## DATA IN THIS EXERCISE
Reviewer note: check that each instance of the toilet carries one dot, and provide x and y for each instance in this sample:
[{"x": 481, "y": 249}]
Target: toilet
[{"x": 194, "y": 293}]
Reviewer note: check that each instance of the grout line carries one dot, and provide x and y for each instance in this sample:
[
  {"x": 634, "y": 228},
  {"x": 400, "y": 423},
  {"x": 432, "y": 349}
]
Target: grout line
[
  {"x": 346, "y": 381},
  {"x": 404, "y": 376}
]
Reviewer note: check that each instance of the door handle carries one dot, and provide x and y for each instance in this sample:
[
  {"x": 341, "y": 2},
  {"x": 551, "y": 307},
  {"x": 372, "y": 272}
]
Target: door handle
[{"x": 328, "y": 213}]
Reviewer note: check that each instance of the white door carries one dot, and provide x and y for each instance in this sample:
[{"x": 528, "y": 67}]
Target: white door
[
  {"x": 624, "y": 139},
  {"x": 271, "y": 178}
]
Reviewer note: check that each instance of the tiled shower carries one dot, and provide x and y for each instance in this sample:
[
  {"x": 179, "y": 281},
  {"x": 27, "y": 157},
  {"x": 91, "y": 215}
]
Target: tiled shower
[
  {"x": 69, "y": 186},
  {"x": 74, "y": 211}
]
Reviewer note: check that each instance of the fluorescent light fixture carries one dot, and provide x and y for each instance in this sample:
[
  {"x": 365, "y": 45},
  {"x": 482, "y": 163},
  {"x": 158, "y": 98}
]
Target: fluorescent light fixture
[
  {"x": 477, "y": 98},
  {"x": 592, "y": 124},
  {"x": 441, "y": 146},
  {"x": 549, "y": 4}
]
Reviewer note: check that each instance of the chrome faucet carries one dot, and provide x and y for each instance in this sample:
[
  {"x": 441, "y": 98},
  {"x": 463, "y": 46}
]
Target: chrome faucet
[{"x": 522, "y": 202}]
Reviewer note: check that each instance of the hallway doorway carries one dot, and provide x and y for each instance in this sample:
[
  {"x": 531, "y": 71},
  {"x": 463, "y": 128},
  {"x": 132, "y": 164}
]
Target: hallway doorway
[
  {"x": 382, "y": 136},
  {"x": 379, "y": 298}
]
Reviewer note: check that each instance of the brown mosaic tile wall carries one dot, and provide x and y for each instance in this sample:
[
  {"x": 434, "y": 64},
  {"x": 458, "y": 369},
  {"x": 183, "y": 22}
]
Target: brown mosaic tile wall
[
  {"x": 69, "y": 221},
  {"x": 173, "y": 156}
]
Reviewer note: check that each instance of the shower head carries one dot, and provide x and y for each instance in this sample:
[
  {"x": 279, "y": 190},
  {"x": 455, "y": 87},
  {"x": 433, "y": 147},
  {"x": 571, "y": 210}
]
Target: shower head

## REQUIREMENTS
Output all records verbatim.

## RESULT
Reviewer note: check that each instance of the toilet carries one dot, and provide x and y for each instance in this sample:
[{"x": 481, "y": 249}]
Target: toilet
[{"x": 194, "y": 293}]
Reviewer note: check that each instance of the grout line carries one dot, and provide x and y for each instance in this sample:
[
  {"x": 634, "y": 228},
  {"x": 400, "y": 423},
  {"x": 432, "y": 349}
]
Target: grout line
[
  {"x": 346, "y": 381},
  {"x": 404, "y": 376}
]
Reviewer note: check that each instance of the door handle carries one dot, and provide x and y for each instance in this sample:
[
  {"x": 341, "y": 2},
  {"x": 551, "y": 307},
  {"x": 372, "y": 272}
]
Target: door handle
[{"x": 328, "y": 213}]
Reviewer note: check that each instance of the white door carries one dot, and provide x and y for each instance in this sample:
[{"x": 528, "y": 67}]
Target: white door
[
  {"x": 624, "y": 139},
  {"x": 271, "y": 178}
]
Reviewer note: check that each instance of the tiled shower carries one dot, and provide x and y for each instance in this sample:
[
  {"x": 179, "y": 281},
  {"x": 27, "y": 157},
  {"x": 91, "y": 215}
]
Target: tiled shower
[
  {"x": 69, "y": 186},
  {"x": 74, "y": 211}
]
Reviewer note: check that each instance of the fluorescent light fixture carries one dot, and provide x and y for each instance in this sample:
[
  {"x": 365, "y": 45},
  {"x": 482, "y": 163},
  {"x": 158, "y": 98}
]
Target: fluorescent light fixture
[
  {"x": 477, "y": 98},
  {"x": 592, "y": 124},
  {"x": 441, "y": 146},
  {"x": 549, "y": 4}
]
Reviewer note: check that each instance of the chrome faucet carries one dot, and provide x and y for each instance in this sample:
[
  {"x": 441, "y": 98},
  {"x": 463, "y": 46}
]
Target: chrome faucet
[{"x": 522, "y": 202}]
Reviewer note: check that each instance of the hallway doorway carries one dot, and provide x and y for each instance in this sample:
[
  {"x": 531, "y": 71},
  {"x": 463, "y": 128},
  {"x": 132, "y": 164}
]
Target: hallway doorway
[
  {"x": 382, "y": 136},
  {"x": 379, "y": 298}
]
Reviewer note: check that each instance of the brown mosaic tile wall carries one dot, and provide x and y for each instance in this sample:
[
  {"x": 434, "y": 64},
  {"x": 458, "y": 369},
  {"x": 183, "y": 22}
]
Target: brown mosaic tile wall
[
  {"x": 69, "y": 221},
  {"x": 173, "y": 156}
]
Reviewer note: check that each instance of the shower head carries one dot, and provide x and y for each instance in this sample:
[
  {"x": 279, "y": 190},
  {"x": 455, "y": 87},
  {"x": 433, "y": 147},
  {"x": 571, "y": 210}
]
Target: shower head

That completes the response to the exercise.